Records from a dataset:
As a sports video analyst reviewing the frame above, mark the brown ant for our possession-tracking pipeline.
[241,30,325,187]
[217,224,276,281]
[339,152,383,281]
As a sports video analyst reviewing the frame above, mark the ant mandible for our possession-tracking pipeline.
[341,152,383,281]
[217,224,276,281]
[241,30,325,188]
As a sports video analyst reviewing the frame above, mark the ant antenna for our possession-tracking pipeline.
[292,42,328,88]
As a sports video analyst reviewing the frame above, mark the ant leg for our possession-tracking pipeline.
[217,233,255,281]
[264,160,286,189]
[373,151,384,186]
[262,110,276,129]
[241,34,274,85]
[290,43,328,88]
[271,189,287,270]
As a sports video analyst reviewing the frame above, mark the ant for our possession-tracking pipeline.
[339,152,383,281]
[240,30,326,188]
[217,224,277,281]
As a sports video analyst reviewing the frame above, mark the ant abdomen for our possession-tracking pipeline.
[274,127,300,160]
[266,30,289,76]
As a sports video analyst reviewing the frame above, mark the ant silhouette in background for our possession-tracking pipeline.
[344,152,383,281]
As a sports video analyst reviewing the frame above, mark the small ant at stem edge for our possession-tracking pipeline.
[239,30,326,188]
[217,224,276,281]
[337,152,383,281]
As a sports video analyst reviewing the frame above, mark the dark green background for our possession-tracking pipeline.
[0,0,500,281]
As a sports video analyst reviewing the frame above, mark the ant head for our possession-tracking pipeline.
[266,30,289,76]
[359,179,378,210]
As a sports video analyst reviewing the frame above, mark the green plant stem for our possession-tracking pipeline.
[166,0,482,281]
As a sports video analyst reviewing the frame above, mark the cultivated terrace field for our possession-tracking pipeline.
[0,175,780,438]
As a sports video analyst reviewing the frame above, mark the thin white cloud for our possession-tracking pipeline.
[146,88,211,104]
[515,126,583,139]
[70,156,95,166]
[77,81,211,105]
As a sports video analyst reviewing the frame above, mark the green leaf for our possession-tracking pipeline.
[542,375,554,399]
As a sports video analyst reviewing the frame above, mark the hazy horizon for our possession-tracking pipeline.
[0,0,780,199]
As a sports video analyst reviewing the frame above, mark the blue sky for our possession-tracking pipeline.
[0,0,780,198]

Prompt: Retype all of the material above line for line, with no changes.

Result for this exercise:
As a sports video analyst reviewing the frame above, mark the brown ant for our possession-tracking pipeline.
[241,30,325,187]
[217,224,276,281]
[339,152,383,281]
As a sports video analyst reviewing the frame above, mark the ant mandible for our possession-tracking pipeline.
[341,152,383,281]
[217,224,276,281]
[241,30,325,188]
As a sports video analyst reviewing the frame above, mark the ant antenna for our possession-tracking pipeline.
[292,42,328,88]
As a sports video analyst reviewing the frame above, mark the ant leg for our possession-tracking pipeline.
[217,233,255,281]
[264,160,286,189]
[373,151,384,186]
[262,110,276,129]
[241,34,274,85]
[290,43,328,88]
[271,189,287,270]
As a sports video analyst reviewing the frame above, mark the ant for our possession-tracking pipeline.
[339,152,383,281]
[240,30,326,188]
[217,224,277,281]
As a sports video analyst reviewing the frame above, mark the ant abdomen for our possession-tracking pipeline.
[274,127,300,160]
[266,30,289,76]
As a sports video analyst reviewing the frame above, mark the ant silhouette in background for our possession-tracking pipeline.
[344,152,383,281]
As a sports video analyst reviewing the frame above, mark the small ant at stem edge for our possession-tracking pipeline.
[239,30,326,188]
[217,224,276,281]
[337,152,383,281]
As a sports video analyst reviewing the frame above, mark the dark green background for our possession-tracking pipeline.
[0,0,500,281]
As a sports video analyst reviewing the frame above, mark the ant head for our possession-tracking pipeline.
[266,30,289,76]
[359,179,378,210]
As a sports video analyst reviewing the frame above, mark the green plant stem for our possession-tracking pipeline.
[166,0,482,281]
As a sports video analyst reviewing the frame above, mark the cultivated terrace field for our possession-tracking pipeline.
[0,175,780,438]
As a sports video analyst reviewing the frame above, mark the thin white cloud for our possession-tracking pipeline.
[146,88,211,104]
[515,126,583,139]
[70,156,95,166]
[77,81,211,105]
As a sports video analyst reviewing the frame above, mark the green leaf for our possession-tracking pipeline.
[542,375,554,399]
As a sports video analyst reviewing the frame above, mark the hazy horizon for our possession-tracking pipeline.
[0,0,780,199]
As a sports video analyst reviewing the frame above, mark the blue sky for our possession-tracking pipeline.
[0,0,780,198]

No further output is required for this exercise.